PAGE EXTRACT Start Marker

Teladoc Health's (TDOC 0.30%) meteoric rise to prominence this year shows no sign of slowing, with the company reporting impressive positive results in its July 29 earnings report as a result of strong tailwinds from the ongoing pandemic. Between Teladoc's accelerating year-over-year quarterly revenue growth of 85%, totaling $241 million, and the addition of 92% more subscribers compared with 2019 for a total of 51.5 million people, the company's popularity is paying off handsomely for its investors. The $18.5 billion merger with Livongo Health (LVGO) announced Aug. 5 shows that the company is eager to increase its telehealth market share and its services even further by adding integration with Livongo's health sensor and patient analytics capabilities.

With social distancing policies showing no sign of ebbing in the U.S., it's no surprise that consumers are showing strong interest in accessing telehealth. Few would dispute that Teladoc is moving more rapidly than any of its competitors in telehealth, most of which are smaller private companies. Potential investors may still be wondering whether the company's long-term future is bright, especially in light of the market's largely negative reaction to the news of the merger with Livongo, which saw Teladoc's stock drop by more than 15%. Given that the stock's massive growth this year could be based on hype rather than sound fundamentals, will Teladoc's stock pay off for the investors who purchase it today at a relative discount? Let's compare the reasons for and against buying Teladoc stock to answer this question.

A man has a telehealth consultation with a doctor on his laptop.

Image source: Getty Images.

Why it's worth buying Teladoc right now

Aside from Teladoc's strong revenue growth and rapidly expanding subscriber base, one reason to consider buying the stock is that consumers are increasingly relying on its services as a risk-free alternative to in-person visits with clinicians, which could result in exposure to the coronavirus. In fact, 16% of subscribers used its remote-care services last quarter, a significant increase over 9.1% in the same period last year. The company also registered 2.8 million total visits in Q2, breaking its prior record by 203%. 

Experienced investors will be more  interested in the company's consistently expanding enterprise value (EV) than its burgeoning user base, however. After starting the year with $6 billion, Teladoc posted an EV of $20 billion in the second quarter, indicating that its balance sheet is swelling. Importantly, Teladoc also exhibited formidable EV growth in each of the last four years, so the pandemic isn't the only factor in play.

Teladoc is also ahead of the game relative to competitors, including the hybrid in-person and telehealth provider 1Life Healthcare (ONEM) and the private healthcare appointment-scheduling company ZocDoc. In its Q1 earnings report, 1Life said that its membership base and net revenue only increased by 25% year-over-year, to totals of 455,000 and $78.8 million respectively -- far below Teladoc's equivalent sums. For its part, ZocDoc only launched its telehealth offering in May after facing the complete collapse of its in-person bookings in April. There's no guarantee that these competitors will continue to lag behind, but there's no evidence that they are eating Teladoc's market share, either.

PAGE EXTRACT End Marker
ENTRIES SUPPLIED Start Marker

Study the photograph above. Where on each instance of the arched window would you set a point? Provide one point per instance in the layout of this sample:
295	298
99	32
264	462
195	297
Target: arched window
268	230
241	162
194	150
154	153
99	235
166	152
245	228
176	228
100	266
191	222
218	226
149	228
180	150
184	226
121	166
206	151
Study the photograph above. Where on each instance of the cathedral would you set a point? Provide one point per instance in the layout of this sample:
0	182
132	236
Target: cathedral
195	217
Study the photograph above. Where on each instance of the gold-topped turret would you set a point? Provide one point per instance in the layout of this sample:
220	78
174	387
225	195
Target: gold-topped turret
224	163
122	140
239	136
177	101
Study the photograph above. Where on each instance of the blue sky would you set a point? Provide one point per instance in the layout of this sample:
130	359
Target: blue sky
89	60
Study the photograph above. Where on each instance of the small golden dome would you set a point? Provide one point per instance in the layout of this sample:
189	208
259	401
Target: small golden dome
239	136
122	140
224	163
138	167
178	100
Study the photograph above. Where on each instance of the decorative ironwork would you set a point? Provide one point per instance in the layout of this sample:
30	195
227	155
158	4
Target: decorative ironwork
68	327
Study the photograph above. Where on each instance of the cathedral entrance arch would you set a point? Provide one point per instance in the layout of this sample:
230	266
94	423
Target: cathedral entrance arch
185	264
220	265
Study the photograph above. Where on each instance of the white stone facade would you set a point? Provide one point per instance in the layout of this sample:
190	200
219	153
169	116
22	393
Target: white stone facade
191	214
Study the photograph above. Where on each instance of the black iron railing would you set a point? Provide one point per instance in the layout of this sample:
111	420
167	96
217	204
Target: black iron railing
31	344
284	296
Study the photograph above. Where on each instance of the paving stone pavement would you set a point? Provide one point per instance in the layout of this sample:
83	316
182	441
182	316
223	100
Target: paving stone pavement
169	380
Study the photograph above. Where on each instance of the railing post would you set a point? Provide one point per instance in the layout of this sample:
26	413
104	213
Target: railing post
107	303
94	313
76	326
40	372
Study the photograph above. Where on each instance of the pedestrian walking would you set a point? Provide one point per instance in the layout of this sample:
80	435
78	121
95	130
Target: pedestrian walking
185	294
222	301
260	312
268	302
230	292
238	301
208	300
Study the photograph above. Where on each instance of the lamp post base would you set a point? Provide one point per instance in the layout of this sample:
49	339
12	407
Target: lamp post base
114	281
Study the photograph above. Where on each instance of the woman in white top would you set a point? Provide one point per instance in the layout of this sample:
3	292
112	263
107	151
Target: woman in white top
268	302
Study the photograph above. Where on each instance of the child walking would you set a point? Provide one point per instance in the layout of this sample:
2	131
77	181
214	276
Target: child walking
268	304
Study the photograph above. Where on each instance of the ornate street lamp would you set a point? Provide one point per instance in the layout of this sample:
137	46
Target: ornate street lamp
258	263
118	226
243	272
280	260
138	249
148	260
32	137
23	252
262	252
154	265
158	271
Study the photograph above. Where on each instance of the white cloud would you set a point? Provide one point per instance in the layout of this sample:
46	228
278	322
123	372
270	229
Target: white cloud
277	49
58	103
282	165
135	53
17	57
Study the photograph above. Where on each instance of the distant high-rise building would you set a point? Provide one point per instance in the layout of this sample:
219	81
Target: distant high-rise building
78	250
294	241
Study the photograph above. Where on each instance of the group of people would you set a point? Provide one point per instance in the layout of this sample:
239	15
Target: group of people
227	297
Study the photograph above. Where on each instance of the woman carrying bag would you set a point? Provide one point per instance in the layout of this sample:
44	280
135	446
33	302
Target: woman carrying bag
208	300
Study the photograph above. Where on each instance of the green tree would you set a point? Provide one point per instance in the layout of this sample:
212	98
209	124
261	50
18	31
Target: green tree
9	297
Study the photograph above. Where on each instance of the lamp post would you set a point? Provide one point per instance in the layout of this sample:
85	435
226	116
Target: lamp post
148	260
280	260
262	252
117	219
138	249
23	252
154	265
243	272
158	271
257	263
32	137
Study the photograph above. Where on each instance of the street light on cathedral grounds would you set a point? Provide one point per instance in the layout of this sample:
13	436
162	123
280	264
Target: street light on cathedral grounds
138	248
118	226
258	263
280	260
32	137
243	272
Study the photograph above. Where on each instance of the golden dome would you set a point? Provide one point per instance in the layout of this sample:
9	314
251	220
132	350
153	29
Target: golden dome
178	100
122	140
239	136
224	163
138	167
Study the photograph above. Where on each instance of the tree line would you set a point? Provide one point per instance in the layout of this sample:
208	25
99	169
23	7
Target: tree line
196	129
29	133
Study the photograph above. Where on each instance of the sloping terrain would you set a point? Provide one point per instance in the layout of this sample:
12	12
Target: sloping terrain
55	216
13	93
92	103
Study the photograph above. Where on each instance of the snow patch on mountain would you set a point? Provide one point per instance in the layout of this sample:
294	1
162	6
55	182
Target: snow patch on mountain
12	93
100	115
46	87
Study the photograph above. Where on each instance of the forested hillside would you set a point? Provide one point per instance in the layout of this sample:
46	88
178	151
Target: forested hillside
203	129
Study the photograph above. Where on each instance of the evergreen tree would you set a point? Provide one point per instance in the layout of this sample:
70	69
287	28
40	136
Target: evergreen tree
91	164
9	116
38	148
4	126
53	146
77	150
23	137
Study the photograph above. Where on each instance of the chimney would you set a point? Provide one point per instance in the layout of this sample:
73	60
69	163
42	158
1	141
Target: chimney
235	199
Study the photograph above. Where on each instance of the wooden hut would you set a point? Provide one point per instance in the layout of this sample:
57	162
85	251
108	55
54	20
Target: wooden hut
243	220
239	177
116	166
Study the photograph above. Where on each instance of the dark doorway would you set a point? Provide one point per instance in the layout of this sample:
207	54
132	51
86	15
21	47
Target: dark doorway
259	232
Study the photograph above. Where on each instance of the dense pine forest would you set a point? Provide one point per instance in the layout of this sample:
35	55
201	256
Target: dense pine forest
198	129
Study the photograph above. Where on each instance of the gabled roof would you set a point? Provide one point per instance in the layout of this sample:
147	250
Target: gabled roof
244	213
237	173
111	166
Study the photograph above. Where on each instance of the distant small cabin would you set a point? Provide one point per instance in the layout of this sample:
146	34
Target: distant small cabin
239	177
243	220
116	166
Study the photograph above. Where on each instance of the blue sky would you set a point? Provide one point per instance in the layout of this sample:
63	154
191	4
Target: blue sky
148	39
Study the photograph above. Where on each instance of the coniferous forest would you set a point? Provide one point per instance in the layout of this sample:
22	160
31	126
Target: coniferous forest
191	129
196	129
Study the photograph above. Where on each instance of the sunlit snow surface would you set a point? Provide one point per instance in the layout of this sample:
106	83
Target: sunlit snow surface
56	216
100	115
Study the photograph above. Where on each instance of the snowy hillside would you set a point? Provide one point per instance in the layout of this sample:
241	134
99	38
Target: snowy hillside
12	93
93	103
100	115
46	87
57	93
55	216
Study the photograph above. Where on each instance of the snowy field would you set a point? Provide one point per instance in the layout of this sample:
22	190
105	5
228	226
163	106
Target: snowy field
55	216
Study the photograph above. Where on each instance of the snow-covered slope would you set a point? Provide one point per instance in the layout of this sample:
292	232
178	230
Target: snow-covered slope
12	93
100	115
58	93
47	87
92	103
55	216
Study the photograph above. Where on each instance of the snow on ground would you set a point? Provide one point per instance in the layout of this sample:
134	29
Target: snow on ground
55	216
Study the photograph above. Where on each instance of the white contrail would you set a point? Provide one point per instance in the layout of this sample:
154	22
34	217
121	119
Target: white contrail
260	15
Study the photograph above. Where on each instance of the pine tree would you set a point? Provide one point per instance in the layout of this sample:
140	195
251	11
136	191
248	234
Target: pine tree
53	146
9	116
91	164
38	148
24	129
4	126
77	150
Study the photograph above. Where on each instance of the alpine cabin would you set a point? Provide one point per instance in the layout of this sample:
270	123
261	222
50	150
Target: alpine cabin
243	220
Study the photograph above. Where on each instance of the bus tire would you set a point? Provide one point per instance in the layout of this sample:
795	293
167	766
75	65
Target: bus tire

ENTRIES SUPPLIED End Marker

§ WORK TO COMPLETE:
- a) In the Teladoc stock article, rewrite the passage from "Teladoc is also" to "market share, either.", putting "member base" in place of "membership base".
- b) Check each statement against the Teladoc stock article. Answer yes or no, and quote the words from the article that settle it.
(i) Teladoc's quarterly revenue totaled $241 million.
(ii) ZocDoc launched its telehealth offering in April.
(iii) Teladoc's stock rose after the news of the merger with Livongo.
- c) Continue the Teladoc stock article from the point where it ends.

§ RESPONSE LIST:
- a)
Teladoc is also ahead of the game relative to competitors, including the hybrid in-person and telehealth provider 1Life Healthcare (ONEM) and the private healthcare appointment-scheduling company ZocDoc. In its Q1 earnings report, 1Life said that its member base and net revenue only increased by 25% year-over-year, to totals of 455,000 and $78.8 million respectively -- far below Teladoc's equivalent sums. For its part, ZocDoc only launched its telehealth offering in May after facing the complete collapse of its in-person bookings in April. There's no guarantee that these competitors will continue to lag behind, but there's no evidence that they are eating Teladoc's market share, either.

- b)
(i) Yes: "accelerating year-over-year quarterly revenue growth of 85%, totaling $241 million"
(ii) No: "ZocDoc only launched its telehealth offering in May after facing the complete collapse of its in-person bookings in April"
(iii) No: "the market's largely negative reaction to the news of the merger with Livongo, which saw Teladoc's stock drop by more than 15%"

- c)
Finally, Teladoc didn't dilute its shares by issuing any new common stock in 2019, though on May 14 it did make a private offering of $850 million in convertible senior notes

Why it might be better to hold off 

As strong as Teladoc looks today, there are a handful of issues that should give potential buyers pause. First, Teladoc isn't a profitable company yet, and it doesn't have a consistent history of hitting its earnings targets even when subscriber numbers are surging. While its profit margin of negative 13.2% is something the company will eventually need to address, it isn't an obstacle to increasing market share or revenue based on this quarter's earnings report.

On the other hand, Teladoc's trailing-12-month (TTM) revenue was $716.3 million, but its selling, general, and administrative (SG&A) expenses were $396 million, a shockingly high percentage of its total revenue. This could be the result of high customer onboarding costs, given that selling and marketing expenses totaled $206 million. Thankfully for Teladoc, as the company's brand gains recognition it won't be necessary to spend as much on marketing -- unless competitors start to threaten its market share. 

The last mark against Teladoc is its high TTM price-to-sales ratio of 24.4, which means that the price is inflated relative to the company's base of revenue from service sales. Of course, this is no fault of the company's leadership, nor does it mean investors shouldn't purchase Teladoc at some point in the future when prices are lower.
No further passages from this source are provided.